What this task involves:
Scan the material and copy every line in which "meadow" appears.

Data to use:
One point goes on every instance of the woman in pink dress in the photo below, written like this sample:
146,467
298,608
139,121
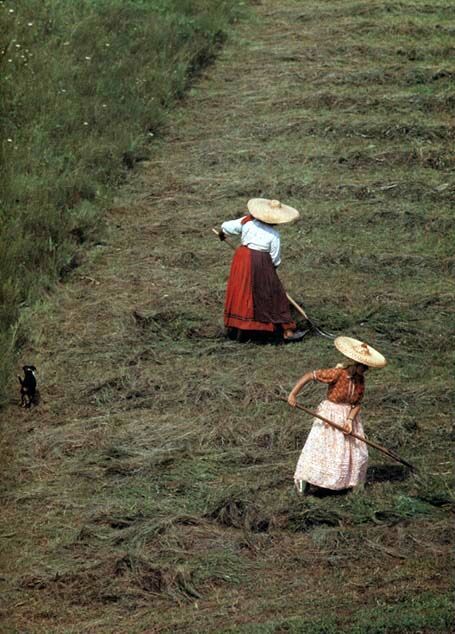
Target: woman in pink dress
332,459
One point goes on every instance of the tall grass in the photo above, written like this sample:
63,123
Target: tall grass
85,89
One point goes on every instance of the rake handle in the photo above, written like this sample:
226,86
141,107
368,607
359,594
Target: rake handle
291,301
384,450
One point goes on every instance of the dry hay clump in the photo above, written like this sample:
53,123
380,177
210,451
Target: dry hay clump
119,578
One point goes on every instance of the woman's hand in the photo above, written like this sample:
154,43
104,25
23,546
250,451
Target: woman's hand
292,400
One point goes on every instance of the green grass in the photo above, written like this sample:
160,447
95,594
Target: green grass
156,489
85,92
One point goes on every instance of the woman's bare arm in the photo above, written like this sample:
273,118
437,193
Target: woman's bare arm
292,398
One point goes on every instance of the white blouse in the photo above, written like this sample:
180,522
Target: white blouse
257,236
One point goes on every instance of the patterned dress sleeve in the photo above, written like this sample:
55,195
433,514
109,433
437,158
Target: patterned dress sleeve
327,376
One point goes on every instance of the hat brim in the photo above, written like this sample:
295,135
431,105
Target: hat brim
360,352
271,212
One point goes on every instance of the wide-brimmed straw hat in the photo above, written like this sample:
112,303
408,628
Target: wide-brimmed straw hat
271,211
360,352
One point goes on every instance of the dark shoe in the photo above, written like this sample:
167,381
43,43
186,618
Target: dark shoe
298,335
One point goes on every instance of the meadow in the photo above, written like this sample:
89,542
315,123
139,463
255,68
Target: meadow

Solution to this task:
One point goes on every instance of the meadow in the photo above, written like this sample:
Target: meadow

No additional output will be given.